(Given records Opens)
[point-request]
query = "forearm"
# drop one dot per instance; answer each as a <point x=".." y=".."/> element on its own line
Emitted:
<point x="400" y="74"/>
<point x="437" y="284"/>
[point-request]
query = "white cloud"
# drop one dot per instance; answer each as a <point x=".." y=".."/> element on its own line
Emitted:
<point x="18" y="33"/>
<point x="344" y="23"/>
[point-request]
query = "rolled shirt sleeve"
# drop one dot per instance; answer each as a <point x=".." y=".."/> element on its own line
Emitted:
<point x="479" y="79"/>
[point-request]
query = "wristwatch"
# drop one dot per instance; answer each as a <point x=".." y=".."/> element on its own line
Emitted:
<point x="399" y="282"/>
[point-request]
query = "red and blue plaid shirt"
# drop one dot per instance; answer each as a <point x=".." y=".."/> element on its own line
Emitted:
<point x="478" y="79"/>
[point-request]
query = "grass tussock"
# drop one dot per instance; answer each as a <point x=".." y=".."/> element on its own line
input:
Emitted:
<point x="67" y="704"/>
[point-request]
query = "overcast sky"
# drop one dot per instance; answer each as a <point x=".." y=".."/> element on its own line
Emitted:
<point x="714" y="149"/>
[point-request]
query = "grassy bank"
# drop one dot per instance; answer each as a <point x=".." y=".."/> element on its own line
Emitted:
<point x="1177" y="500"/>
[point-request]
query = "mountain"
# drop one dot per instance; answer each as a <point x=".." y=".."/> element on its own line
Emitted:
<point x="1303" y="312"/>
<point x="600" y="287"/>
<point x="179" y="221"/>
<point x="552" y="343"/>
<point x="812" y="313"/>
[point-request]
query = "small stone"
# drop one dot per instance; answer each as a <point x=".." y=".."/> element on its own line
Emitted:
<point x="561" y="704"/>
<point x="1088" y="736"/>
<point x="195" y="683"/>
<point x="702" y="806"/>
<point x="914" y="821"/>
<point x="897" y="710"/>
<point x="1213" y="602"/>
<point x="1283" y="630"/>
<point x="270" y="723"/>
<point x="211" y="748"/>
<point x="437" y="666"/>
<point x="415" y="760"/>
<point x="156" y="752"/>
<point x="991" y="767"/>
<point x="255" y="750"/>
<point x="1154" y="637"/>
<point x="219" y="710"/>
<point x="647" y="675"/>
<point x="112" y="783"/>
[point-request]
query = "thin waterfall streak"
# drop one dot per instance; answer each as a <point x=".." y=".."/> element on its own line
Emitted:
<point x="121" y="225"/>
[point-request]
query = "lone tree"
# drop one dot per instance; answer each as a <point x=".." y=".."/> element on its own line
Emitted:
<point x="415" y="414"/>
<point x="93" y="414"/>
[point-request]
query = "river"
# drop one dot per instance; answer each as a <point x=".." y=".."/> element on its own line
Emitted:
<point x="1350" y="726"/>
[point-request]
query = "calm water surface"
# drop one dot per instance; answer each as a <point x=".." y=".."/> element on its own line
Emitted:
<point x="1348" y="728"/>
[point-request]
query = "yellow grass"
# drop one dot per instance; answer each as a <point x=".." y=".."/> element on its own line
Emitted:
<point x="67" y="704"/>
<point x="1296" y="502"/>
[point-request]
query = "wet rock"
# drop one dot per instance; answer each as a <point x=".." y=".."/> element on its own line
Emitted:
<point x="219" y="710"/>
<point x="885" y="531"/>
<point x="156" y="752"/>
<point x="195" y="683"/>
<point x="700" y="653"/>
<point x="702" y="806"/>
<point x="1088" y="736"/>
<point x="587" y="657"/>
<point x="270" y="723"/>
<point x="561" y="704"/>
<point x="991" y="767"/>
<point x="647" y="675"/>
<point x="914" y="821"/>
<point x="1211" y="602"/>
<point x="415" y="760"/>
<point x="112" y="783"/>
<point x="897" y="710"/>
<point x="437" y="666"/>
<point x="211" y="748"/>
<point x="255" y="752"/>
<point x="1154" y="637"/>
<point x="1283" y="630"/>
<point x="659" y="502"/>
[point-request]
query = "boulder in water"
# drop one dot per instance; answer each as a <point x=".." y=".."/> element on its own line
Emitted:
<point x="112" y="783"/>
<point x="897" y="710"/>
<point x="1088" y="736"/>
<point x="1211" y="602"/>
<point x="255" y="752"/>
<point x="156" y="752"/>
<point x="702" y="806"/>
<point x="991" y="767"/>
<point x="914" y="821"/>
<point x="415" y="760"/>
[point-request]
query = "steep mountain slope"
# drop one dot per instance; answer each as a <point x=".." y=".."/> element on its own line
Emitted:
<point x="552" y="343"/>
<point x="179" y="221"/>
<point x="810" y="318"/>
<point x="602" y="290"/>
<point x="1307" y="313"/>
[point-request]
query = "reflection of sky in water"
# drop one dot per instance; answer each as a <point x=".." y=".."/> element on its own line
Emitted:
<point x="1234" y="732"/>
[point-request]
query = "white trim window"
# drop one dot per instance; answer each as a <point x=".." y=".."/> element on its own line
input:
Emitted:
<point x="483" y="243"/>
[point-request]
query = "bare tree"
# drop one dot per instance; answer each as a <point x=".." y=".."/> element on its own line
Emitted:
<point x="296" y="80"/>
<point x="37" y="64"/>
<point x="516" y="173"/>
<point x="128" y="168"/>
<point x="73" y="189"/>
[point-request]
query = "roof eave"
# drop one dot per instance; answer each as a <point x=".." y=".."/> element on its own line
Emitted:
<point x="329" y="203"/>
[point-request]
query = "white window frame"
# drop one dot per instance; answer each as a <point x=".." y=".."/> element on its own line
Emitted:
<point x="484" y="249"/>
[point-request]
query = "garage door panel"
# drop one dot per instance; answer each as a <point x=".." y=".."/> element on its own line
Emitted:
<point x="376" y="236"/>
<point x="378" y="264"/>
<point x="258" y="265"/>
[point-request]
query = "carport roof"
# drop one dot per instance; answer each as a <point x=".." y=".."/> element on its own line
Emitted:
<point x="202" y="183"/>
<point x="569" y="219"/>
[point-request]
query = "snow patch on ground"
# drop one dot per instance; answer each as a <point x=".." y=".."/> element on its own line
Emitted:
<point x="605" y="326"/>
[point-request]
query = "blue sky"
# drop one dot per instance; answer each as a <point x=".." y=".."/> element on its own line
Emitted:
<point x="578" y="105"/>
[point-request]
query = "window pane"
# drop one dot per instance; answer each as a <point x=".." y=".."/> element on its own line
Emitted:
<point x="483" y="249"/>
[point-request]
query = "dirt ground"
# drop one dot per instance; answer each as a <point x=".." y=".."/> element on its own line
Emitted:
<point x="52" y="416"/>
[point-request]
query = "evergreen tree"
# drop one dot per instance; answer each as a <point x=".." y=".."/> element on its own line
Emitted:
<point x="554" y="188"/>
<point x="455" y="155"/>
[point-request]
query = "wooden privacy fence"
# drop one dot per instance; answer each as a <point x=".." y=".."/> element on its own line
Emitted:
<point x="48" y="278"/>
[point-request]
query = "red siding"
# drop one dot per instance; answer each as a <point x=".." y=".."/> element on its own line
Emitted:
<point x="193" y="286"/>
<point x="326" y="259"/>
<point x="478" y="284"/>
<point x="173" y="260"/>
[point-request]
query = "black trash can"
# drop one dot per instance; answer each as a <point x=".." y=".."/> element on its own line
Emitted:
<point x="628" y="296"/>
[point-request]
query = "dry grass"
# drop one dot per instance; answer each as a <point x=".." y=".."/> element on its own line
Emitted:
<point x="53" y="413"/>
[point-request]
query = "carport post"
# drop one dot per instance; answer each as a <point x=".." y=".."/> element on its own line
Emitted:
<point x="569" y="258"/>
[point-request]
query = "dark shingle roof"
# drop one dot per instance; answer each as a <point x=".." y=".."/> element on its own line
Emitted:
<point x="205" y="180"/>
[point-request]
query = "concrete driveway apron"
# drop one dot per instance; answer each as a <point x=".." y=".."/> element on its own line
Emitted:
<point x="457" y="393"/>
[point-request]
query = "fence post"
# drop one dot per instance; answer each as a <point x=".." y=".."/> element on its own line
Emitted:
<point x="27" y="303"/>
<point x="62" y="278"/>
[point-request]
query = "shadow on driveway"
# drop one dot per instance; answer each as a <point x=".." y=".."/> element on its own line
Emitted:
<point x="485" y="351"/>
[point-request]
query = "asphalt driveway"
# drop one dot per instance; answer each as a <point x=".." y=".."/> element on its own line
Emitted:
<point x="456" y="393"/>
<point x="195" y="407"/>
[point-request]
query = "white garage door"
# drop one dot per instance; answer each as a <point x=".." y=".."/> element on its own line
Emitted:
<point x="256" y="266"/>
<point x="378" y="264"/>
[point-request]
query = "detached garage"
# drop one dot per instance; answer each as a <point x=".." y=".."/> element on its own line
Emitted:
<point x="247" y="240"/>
(Given records Closes)
- Activity -
If the string "driveway" appears in a line of the entries, report the line.

- Answer for the task -
query = "concrete driveway apron"
query = "shadow on driveway"
query = "asphalt driveway"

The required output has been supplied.